> **DOCUMENT SEGMENT**
· · · ·
Thank you, Chairman Seabaugh and committee members, for allowing me to share my thoughts about the proposed changes to current Georgia gun laws [which would allow permit holders to carry concealed handguns into our congregations.] I’m Rev. Anthony David, Senior Minister of the Unitarian Universalist Congregation in Atlanta, one of the largest Unitarian Universalist congregations in the United States.

 

Recently, the Unitarian Universalist religious movement has been tested with violence. On the morning of July 27th, during a worship service at our sister church in Knoxville Tennessee, a man named Jim Adkisson started shooting. 200 people were in the Tennessee Valley Unitarian Universalist Church sanctuary that morning, including the 25 children and youth who were leading worship that day. Many were wounded and two ended up dead. Based on Jim Adkisson’s own testimony, as well as that of a letter he had written, he wanted to target the church because of its emphasis on freedom and inclusivity—his belief that liberals should be killed because they are ruining the country. He concealed a shotgun in a guitar case, carried that case into the church sanctuary, took the gun out and started shooting indiscriminately into the crowd, fully expecting to keep shooting until police arrived and he was killed himself. He fully expected to die that day, even going so far as to leave his home unlocked to make it easy for police to enter.

 

In the aftermath of this event, Unitarian Universalist congregations across the country are feeling vulnerable to hatred. Our sanctuaries should be places of safety, but we know now that safety is not a guarantee. There are people in this world who are already dwelling in hell, and they want to take it out on the innocent. So it is a time of discernment for us and for congregations everywhere, as we face the question of gun violence. Would things have been different if there had been people in our sister church’s sanctuary carrying concealed handguns? Ready to defend the congregation against the shooter?

 

One thing is clear—even if people in the Tennessee Valley Church had been carrying concealed handguns, this would not have deterred Jim Adkisson from doing what he did. He was not afraid of dying, and I suspect that this is generally true of the kind of person who’d want to kill people at a church.

 

Then there is the issue of competence. Even trained police officers, on average, hit less than 20% of their intended targets. As I understand things, there are no physical force or proficiency training requirements in order to get a concealed carry permit in Georgia. To me, this all adds up to my conviction that, even if some members of the Tennessee Valley church had been carrying guns, they would probably have missed their target.
· · · ·
> **EXTRACTED MATERIAL**
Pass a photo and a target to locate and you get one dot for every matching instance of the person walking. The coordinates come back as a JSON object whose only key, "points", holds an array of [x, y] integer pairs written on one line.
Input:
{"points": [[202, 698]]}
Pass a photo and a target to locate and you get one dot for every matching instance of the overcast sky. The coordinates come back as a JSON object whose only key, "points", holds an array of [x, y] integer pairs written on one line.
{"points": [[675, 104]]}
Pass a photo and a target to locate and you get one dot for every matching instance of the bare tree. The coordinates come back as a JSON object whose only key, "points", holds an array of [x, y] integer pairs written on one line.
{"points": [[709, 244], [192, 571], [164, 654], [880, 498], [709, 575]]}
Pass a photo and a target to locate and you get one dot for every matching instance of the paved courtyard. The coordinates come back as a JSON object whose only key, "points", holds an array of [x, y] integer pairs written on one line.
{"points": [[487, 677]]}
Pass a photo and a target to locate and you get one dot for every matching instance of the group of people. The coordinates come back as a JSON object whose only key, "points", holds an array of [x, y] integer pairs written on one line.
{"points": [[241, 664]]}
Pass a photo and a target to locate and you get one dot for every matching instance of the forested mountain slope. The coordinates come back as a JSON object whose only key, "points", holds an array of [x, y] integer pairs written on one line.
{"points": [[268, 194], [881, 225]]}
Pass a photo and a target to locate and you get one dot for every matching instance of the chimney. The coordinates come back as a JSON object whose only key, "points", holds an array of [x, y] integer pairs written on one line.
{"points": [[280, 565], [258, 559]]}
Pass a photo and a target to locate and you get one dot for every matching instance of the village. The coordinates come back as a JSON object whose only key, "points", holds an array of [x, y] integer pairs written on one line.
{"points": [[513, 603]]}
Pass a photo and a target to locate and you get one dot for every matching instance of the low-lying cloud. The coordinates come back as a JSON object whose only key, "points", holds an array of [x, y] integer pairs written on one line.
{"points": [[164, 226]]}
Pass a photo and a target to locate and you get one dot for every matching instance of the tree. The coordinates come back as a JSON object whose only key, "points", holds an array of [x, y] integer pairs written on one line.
· · · ·
> **TASK PROMPT**
Write out the remarks on Georgia gun laws word for word, everything from "One thing is" down to "missed their target.".

> **FINAL ANSWER**
One thing is clear—even if people in the Tennessee Valley Church had been carrying concealed handguns, this would not have deterred Jim Adkisson from doing what he did. He was not afraid of dying, and I suspect that this is generally true of the kind of person who’d want to kill people at a church.

 

Then there is the issue of competence. Even trained police officers, on average, hit less than 20% of their intended targets. As I understand things, there are no physical force or proficiency training requirements in order to get a concealed carry permit in Georgia. To me, this all adds up to my conviction that, even if some members of the Tennessee Valley church had been carrying guns, they would probably have missed their target.